Aim of the exercise:
Without pictures, retype the following entries exactly.

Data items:
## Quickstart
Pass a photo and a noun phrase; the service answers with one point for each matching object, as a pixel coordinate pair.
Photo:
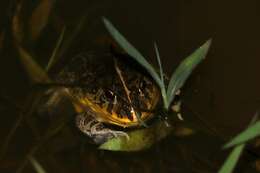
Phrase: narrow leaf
(163, 88)
(36, 165)
(184, 70)
(159, 61)
(54, 56)
(131, 50)
(248, 134)
(232, 159)
(40, 18)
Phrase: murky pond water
(219, 99)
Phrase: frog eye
(109, 95)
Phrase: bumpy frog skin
(100, 98)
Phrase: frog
(110, 92)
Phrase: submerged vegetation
(59, 131)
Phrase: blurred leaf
(40, 18)
(248, 134)
(140, 139)
(17, 25)
(232, 159)
(183, 131)
(36, 165)
(184, 70)
(34, 71)
(54, 56)
(2, 35)
(132, 51)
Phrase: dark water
(223, 91)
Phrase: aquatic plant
(179, 76)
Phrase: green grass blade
(184, 70)
(232, 159)
(36, 165)
(163, 90)
(132, 51)
(159, 62)
(54, 56)
(250, 133)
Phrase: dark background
(224, 89)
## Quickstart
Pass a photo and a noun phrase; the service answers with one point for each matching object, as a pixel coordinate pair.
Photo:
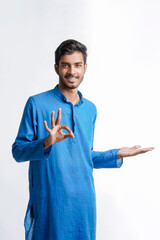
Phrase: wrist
(47, 142)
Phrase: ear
(56, 68)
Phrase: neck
(71, 94)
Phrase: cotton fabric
(62, 203)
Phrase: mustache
(70, 75)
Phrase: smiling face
(71, 70)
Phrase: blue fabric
(62, 204)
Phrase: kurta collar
(61, 96)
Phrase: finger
(52, 120)
(67, 128)
(67, 135)
(136, 147)
(143, 150)
(58, 117)
(46, 126)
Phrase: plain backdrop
(123, 40)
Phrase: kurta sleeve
(27, 147)
(105, 159)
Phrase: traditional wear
(62, 202)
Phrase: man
(62, 202)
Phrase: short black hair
(68, 47)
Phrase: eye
(78, 65)
(64, 65)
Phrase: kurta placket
(62, 203)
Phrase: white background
(123, 40)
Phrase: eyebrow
(73, 63)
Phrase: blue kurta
(62, 202)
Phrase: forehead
(72, 58)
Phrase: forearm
(106, 159)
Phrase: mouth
(71, 78)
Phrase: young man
(62, 202)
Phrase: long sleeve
(27, 147)
(105, 159)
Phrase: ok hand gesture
(55, 133)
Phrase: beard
(70, 85)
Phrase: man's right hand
(55, 133)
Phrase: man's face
(71, 70)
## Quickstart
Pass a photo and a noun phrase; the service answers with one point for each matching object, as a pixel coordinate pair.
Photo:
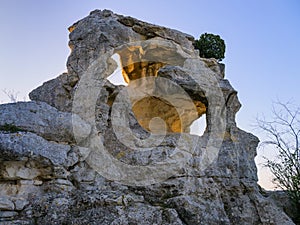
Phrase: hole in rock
(198, 126)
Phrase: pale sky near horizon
(262, 43)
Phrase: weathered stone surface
(41, 119)
(20, 145)
(52, 172)
(6, 204)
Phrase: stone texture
(50, 172)
(41, 119)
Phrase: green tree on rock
(211, 46)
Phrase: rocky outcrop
(86, 151)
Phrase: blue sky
(262, 42)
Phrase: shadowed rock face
(53, 171)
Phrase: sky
(262, 45)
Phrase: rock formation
(86, 151)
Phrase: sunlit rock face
(86, 151)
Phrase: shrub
(211, 46)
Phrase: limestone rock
(87, 151)
(20, 145)
(41, 119)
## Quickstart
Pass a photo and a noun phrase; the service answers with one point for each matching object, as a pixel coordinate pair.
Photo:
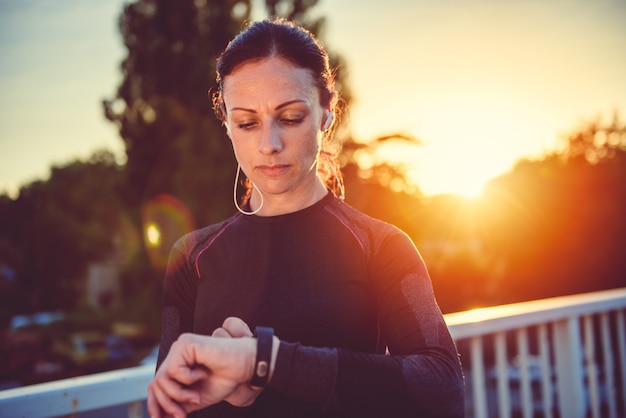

The answer:
## Quickstart
Pass a photo and a noun phrase; the service answers with one point for each matching object, as a pixel coordinate pair.
Photo:
Phrase: narrow leaf
(163, 88)
(36, 165)
(184, 70)
(159, 61)
(54, 56)
(131, 50)
(248, 134)
(232, 159)
(40, 18)
Phrase: murky pond water
(219, 99)
Phrase: frog eye
(109, 95)
Phrase: bumpy frog skin
(100, 98)
Phrase: frog
(110, 92)
Phrase: submerged vegetation
(59, 131)
Phrase: blurred leaf
(40, 18)
(248, 134)
(140, 139)
(17, 25)
(232, 159)
(183, 131)
(36, 165)
(184, 70)
(34, 71)
(54, 56)
(2, 35)
(132, 51)
Phrase: dark water
(223, 91)
Phrase: aquatic plant
(179, 76)
Phrase: green grass blade
(184, 70)
(232, 159)
(36, 165)
(163, 90)
(132, 51)
(159, 62)
(54, 56)
(250, 133)
Phrase: dark background
(224, 89)
## Quickstart
Pass a photo and a noun phrase; the service answers with one point for each matching object, as a pixel coordinate pair.
Photo:
Phrase: wrist
(47, 142)
Phrase: ear
(56, 68)
Phrase: neck
(71, 94)
Phrase: cotton fabric
(62, 203)
Phrase: mustache
(70, 75)
Phrase: smiling face
(71, 70)
Phrase: blue fabric
(62, 204)
Phrase: kurta collar
(61, 96)
Phrase: finger
(52, 120)
(67, 128)
(67, 135)
(136, 147)
(143, 150)
(58, 117)
(46, 126)
Phrase: plain backdrop
(123, 40)
Phrase: kurta sleeve
(27, 147)
(105, 159)
Phrase: traditional wear
(62, 202)
Phrase: man
(62, 202)
Phrase: short black hair
(68, 47)
Phrase: eye
(78, 65)
(64, 65)
Phrase: kurta placket
(62, 203)
Phrase: white background
(123, 40)
Phrase: eyebrow
(73, 63)
Phrase: blue kurta
(62, 202)
Phrase: forehead
(72, 58)
Phrase: forearm
(106, 159)
Phrase: mouth
(71, 78)
Phrase: young man
(62, 202)
Phrase: long sleeve
(27, 147)
(105, 159)
Phrase: ok hand gesture
(55, 133)
Phrase: beard
(70, 85)
Phrase: man's right hand
(55, 133)
Phrase: man's face
(71, 70)
## Quickstart
Pass a photo and a noun phrase; the service answers with one point for each matching object, as a pixel coordinate pair.
Photo:
Phrase: hole in rock
(198, 126)
Phrase: pale sky near horizon
(262, 43)
Phrase: weathered stone surface
(41, 119)
(20, 145)
(52, 172)
(6, 204)
Phrase: stone texture
(50, 172)
(41, 119)
Phrase: green tree on rock
(211, 46)
Phrase: rocky outcrop
(86, 151)
Phrase: blue sky
(262, 42)
Phrase: shadowed rock face
(53, 171)
Phrase: sky
(262, 45)
Phrase: rock formation
(86, 151)
Phrase: sunlit rock face
(86, 151)
Phrase: shrub
(211, 46)
Phrase: limestone rock
(87, 151)
(20, 145)
(41, 119)
## Quickstart
Pass a photo and a noun phrase; the service answers with one point for each matching object, as a pixel coordinate pair.
Photo:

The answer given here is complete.